# START OF Source material
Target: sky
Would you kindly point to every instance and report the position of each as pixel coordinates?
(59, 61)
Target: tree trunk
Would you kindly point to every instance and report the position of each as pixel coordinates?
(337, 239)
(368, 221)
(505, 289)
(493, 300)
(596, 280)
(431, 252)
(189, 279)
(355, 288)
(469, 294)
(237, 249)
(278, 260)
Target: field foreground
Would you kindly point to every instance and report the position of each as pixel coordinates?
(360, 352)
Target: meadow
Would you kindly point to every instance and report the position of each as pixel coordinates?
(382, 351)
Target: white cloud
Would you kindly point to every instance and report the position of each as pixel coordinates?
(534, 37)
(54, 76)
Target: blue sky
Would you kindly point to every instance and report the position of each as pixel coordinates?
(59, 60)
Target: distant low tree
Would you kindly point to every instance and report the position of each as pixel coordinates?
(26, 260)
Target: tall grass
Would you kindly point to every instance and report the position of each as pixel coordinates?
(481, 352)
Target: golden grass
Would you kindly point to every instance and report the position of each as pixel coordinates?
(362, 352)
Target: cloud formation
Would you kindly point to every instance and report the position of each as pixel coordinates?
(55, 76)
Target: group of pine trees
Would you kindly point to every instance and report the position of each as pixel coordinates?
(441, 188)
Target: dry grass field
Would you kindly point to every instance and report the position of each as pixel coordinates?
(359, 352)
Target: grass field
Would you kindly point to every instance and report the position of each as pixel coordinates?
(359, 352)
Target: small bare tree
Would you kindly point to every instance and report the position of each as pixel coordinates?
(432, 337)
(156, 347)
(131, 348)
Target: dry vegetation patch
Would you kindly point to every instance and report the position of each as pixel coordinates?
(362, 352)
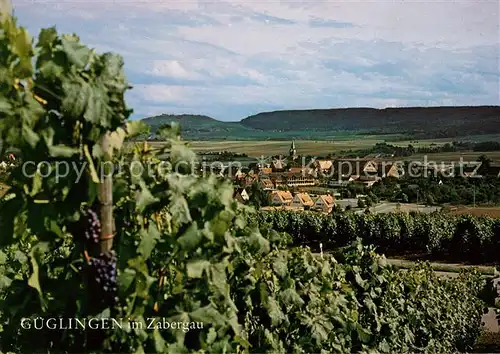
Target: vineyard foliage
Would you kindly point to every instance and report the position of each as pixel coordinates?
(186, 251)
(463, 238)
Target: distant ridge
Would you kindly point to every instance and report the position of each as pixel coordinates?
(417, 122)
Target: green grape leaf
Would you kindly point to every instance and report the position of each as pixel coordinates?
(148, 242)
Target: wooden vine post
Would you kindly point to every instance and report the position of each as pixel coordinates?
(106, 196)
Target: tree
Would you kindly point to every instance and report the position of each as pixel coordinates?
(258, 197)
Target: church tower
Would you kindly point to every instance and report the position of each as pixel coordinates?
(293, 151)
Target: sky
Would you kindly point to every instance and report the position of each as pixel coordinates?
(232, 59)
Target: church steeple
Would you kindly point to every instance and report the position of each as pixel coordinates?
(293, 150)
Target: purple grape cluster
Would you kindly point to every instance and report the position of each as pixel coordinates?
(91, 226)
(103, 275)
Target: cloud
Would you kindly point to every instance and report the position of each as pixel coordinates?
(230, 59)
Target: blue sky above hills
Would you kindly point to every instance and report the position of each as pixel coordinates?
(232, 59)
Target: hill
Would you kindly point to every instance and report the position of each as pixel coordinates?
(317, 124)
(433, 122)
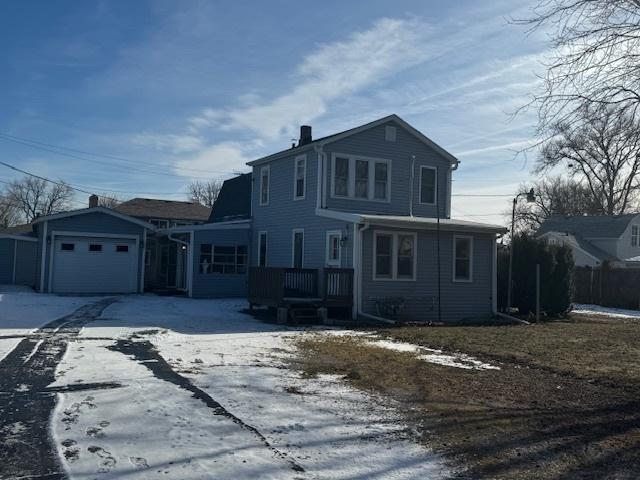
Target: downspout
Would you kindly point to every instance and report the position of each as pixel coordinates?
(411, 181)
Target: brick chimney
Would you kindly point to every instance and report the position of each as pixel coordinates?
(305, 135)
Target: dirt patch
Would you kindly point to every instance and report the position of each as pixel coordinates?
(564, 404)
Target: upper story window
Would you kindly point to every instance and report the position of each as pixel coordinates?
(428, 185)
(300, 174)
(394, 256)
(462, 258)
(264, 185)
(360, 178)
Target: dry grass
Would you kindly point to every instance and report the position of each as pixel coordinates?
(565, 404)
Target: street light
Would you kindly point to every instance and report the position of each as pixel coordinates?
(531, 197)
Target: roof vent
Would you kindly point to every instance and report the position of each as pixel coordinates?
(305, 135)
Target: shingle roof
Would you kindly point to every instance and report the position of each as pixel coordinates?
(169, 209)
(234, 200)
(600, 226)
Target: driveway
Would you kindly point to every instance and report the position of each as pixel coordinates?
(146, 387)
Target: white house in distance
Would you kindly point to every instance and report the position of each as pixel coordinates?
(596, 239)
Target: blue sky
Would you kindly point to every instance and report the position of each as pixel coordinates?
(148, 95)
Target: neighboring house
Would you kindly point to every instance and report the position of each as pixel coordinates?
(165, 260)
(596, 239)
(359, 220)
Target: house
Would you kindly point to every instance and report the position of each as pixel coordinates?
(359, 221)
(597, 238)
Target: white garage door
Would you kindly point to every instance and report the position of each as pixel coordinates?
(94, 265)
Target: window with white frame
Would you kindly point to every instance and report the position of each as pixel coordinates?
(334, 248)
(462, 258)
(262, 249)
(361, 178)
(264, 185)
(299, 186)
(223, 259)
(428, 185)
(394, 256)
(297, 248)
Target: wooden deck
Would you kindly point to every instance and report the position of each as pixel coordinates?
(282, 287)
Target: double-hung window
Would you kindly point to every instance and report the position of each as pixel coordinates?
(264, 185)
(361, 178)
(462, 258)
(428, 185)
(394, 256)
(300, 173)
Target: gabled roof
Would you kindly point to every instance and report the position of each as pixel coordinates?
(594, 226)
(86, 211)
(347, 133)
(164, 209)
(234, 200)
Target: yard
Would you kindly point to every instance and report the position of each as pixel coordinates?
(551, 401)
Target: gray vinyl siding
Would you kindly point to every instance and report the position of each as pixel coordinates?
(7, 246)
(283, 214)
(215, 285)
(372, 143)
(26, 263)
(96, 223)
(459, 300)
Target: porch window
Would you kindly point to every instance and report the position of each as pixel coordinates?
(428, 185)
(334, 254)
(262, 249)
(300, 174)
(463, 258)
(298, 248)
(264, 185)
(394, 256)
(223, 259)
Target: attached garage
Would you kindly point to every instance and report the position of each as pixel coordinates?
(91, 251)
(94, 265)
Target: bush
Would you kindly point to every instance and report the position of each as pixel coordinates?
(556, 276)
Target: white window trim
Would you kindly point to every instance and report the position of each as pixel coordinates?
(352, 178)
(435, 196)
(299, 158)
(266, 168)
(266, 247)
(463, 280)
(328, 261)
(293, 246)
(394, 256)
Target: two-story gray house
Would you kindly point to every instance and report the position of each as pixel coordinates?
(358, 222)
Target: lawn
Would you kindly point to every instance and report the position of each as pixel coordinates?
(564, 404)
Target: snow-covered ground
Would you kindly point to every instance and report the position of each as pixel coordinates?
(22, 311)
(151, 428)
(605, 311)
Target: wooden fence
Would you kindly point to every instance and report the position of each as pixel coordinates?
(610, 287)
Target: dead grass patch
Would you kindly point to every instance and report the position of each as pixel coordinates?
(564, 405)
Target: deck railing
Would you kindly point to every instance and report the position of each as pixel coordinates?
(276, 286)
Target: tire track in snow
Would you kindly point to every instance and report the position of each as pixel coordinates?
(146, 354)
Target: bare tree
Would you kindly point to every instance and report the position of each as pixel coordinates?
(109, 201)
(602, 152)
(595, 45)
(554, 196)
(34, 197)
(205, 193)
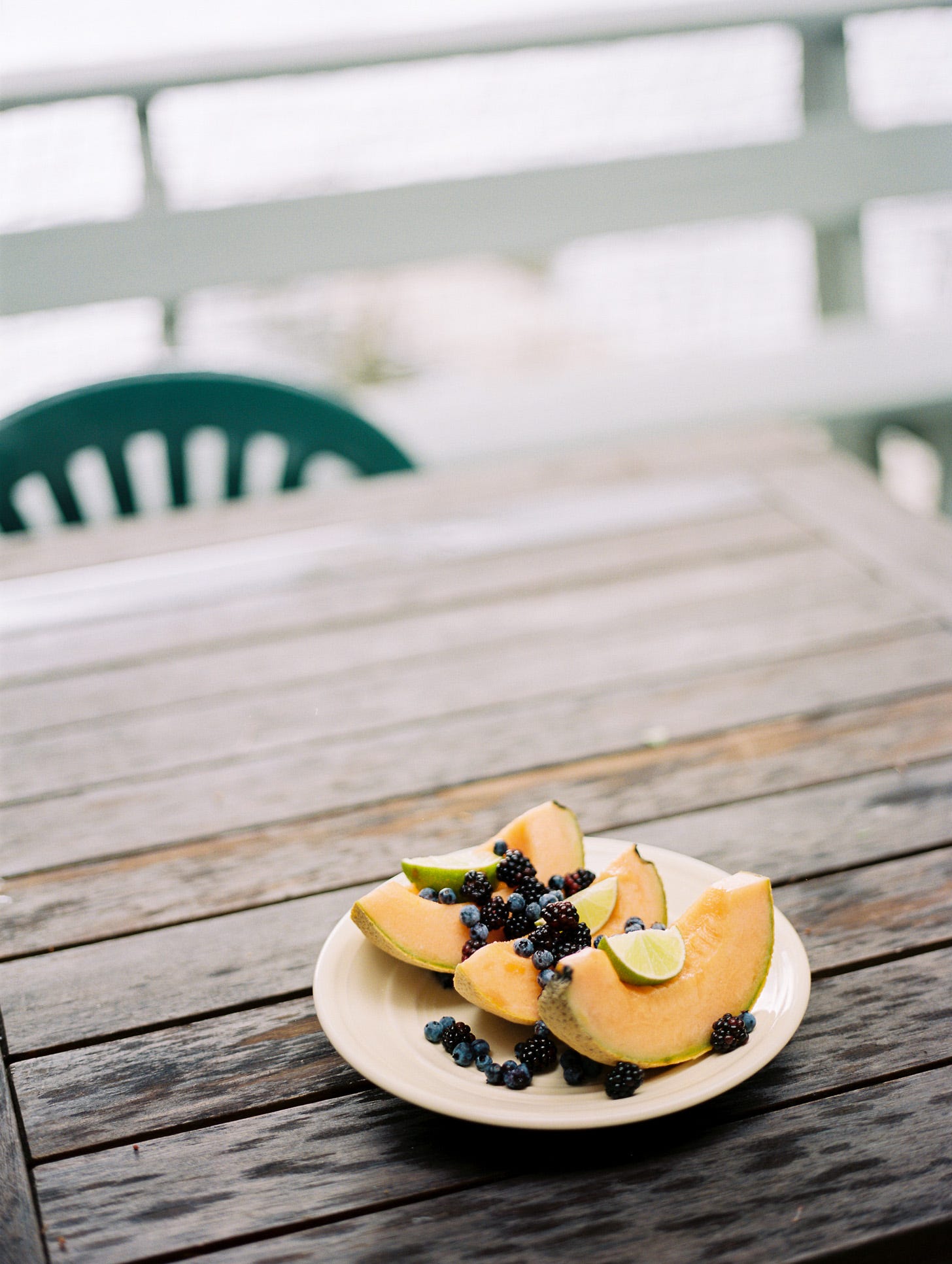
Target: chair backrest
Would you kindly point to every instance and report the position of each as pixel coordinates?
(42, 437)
# END OF Source material
What is expected: Keep every word of the data as it is when you write it out, but drop the pictures.

Exercise result:
Target: sky
Would you kindly point to every instance and report the position of each as pixel coordinates?
(59, 61)
Target: tree trunk
Would you kindly point to every instance and report the position of each as pixel coordinates?
(337, 239)
(368, 221)
(505, 289)
(493, 300)
(596, 280)
(431, 252)
(189, 279)
(355, 288)
(469, 294)
(237, 249)
(278, 260)
Target: field foreground
Would you kindly point to every instance and report the position of each as pixel coordinates?
(360, 352)
Target: meadow
Would you kindly point to every instance and report the position of each as pixel coordinates?
(382, 351)
Target: white cloud
Would you kindly point to every instance and report the position of each as pixel coordinates?
(534, 37)
(54, 76)
Target: blue sky
Would you kindly point to every instance and report the position of each as pixel coordinates?
(59, 60)
Target: distant low tree
Would you kindly point to every instance and report the position of each as pixel coordinates?
(26, 260)
Target: tall grass
Would you kindly point to every instance and report the position of each as pixel coordinates?
(481, 352)
Target: golden grass
Would you kindly point to every instance and report the position of each as pixel coordinates?
(362, 352)
Target: cloud formation
Would you kindly point to every instance and report the position of each as pixel coordinates?
(55, 76)
Target: group of pine trees
Would you kindly point to every instance and report the position of each as pixel coordinates?
(441, 188)
Target: dry grass field
Would you kindly point to every instance and report the position of each as pixel coordinates?
(359, 352)
Target: grass field
Would you kindly point to every instance and report the position of each as pixel coordinates?
(359, 352)
Target: small bare tree
Would you kindly point to every instance and report the position of each as pixel coordinates?
(432, 337)
(156, 347)
(131, 348)
Target: dry vegetation patch
Would you kindly point to every instance and report the position of each as pixel coordinates?
(362, 352)
Target: vineyard foliage
Would you kindly point to every instance and report the position of each as pixel coordinates?
(186, 251)
(463, 238)
Target: distant ridge
Would you kindly point to every instance and report the position of each as pixel coordinates?
(417, 122)
Target: green grape leaf
Would you kindly point to every instance and report the position of each as pixel coordinates?
(148, 242)
Target: wooden vine post
Would you kindly point to every instance and report the position of each as pixel coordinates?
(106, 196)
Target: tree
Would you kindly point to every instance and report the position of each as pixel coordinates?
(258, 197)
Target: church tower
Would you kindly point to every instance and report the position of each as pixel coordinates?
(293, 151)
Target: sky
Would you kindly point to every instance and report the position of each as pixel coordinates?
(232, 59)
Target: church steeple
Would you kindly point to every instance and report the position of each as pixel coordinates?
(293, 150)
Target: purple grape cluster
Would you kindly point to every instance and report the position of each as pixel coordinates?
(91, 226)
(103, 275)
Target: cloud
Would you kindly point to every instance and report the position of each as pixel coordinates?
(230, 59)
Target: blue sky above hills
Would you kindly point to every instance and report the position of each as pixel coordinates?
(232, 59)
Target: hill
Would you kindly point to every instance and report the position of each as pixel coordinates?
(317, 124)
(433, 122)
Target: downspout
Would you kindly point to every instance and report the position of each as pixel coordinates?
(411, 181)
Target: brick chimney
Would you kindly point to every instance and report the position of each as pixel coordinates?
(305, 135)
Target: dirt patch
Would you kindly point to every instance and report the position of each as pixel coordinates?
(564, 404)
Target: upper story window
Would you kindly point to every instance and report the position of each as pixel coordinates?
(428, 185)
(300, 174)
(394, 256)
(462, 258)
(264, 185)
(360, 178)
Target: dry grass
Would you kindly point to every instance and report the position of each as pixel coordinates?
(565, 404)
Target: street light
Would you kindly point to every instance and report the position of each as pixel coordinates?
(531, 197)
Target: roof vent
Would you kindly point to every instance and report the position of each as pixel coordinates?
(305, 135)
Target: shingle roof
Would you kindly point to every instance and report the position of each as pixel coordinates?
(169, 209)
(234, 200)
(600, 226)
Target: driveway
Would you kindly point to every instance and report the position of each as pixel coordinates?
(146, 387)
Target: white house in distance
Would you kindly point to every instance and report the position of each as pixel coordinates?
(596, 239)
Target: blue sky
Would you kindly point to every instance and report the position of each as pixel coordinates?
(148, 95)
Target: neighboring house
Would you kindly point to every instance and report the position of each as pixel coordinates?
(165, 260)
(596, 239)
(359, 220)
Target: house
Would you kindly point to every instance and report the position of each as pixel coordinates?
(359, 221)
(597, 238)
Target: white garage door
Would you kindly point to every instance and report the position of each as pixel coordinates?
(94, 265)
Target: window with white frame
Would you kindly point to every instance and report the position of each as pixel coordinates?
(334, 248)
(462, 258)
(262, 249)
(361, 178)
(264, 185)
(299, 186)
(223, 259)
(428, 185)
(394, 256)
(297, 248)
Target: wooden deck
Would you kindly point to every instance and report the position of each as pixel coordinates?
(282, 287)
Target: double-hung window
Would you kindly point to every instance and report the position of each as pixel coordinates?
(264, 185)
(361, 178)
(462, 258)
(428, 185)
(394, 256)
(300, 173)
Target: gabled roof
Would you kindly point to every instance and report the position of each as pixel coordinates?
(594, 226)
(86, 211)
(347, 133)
(164, 209)
(234, 200)
Target: yard
Would you kindly point to every instance and report the position of each as pixel coordinates?
(551, 401)
Target: gray vinyl siding
Would you kindly point to every instance and report the position of each as pixel coordinates?
(7, 246)
(283, 214)
(215, 285)
(372, 143)
(26, 263)
(96, 223)
(459, 300)
Target: porch window
Would you kindly point to every instance and report the position of each as pixel coordinates?
(428, 185)
(334, 254)
(262, 249)
(300, 174)
(463, 258)
(298, 248)
(264, 185)
(394, 256)
(223, 259)
Target: attached garage
Would you kindly point to every instance and report the position of each as pixel coordinates?
(91, 251)
(94, 265)
Target: bush
Would you kindly point to every instance and report the position of each as pixel coordinates?
(556, 276)
Target: white window trim
Would you kindly point to every instance and report the position of each as pixel coordinates?
(352, 178)
(435, 196)
(299, 158)
(266, 168)
(266, 247)
(463, 280)
(328, 261)
(293, 246)
(394, 256)
Target: two-story gray house
Would you kindly point to every instance and report the position of each as pixel coordinates?
(358, 222)
Target: lawn
Would you kindly point to every instance and report the position of each as pixel coordinates?
(564, 404)
Target: snow-covered ground
Would you kindly point to every instance and report the position of each as pixel coordinates?
(22, 311)
(151, 428)
(605, 311)
Target: wooden fence
Would you kindly point to every instance and report the position of each as pixel coordinates?
(610, 287)
Target: dead grass patch
Would you kindly point to every instance and report the position of each as pixel coordinates?
(564, 405)
Target: deck railing
Would you kindly point to every instance and report the position of each as pixel coordinates?
(276, 286)
Target: tire track in snow
Would you kindly point to every instance and report the position of each as pixel coordinates?
(146, 354)
Target: bare tree
Would you kindly point to every instance and report the position of each as pixel coordinates?
(109, 201)
(602, 152)
(595, 45)
(554, 196)
(34, 197)
(205, 193)
Target: chair backrest
Would you kindly point to every instance and report the position of each as pixel coordinates?
(42, 437)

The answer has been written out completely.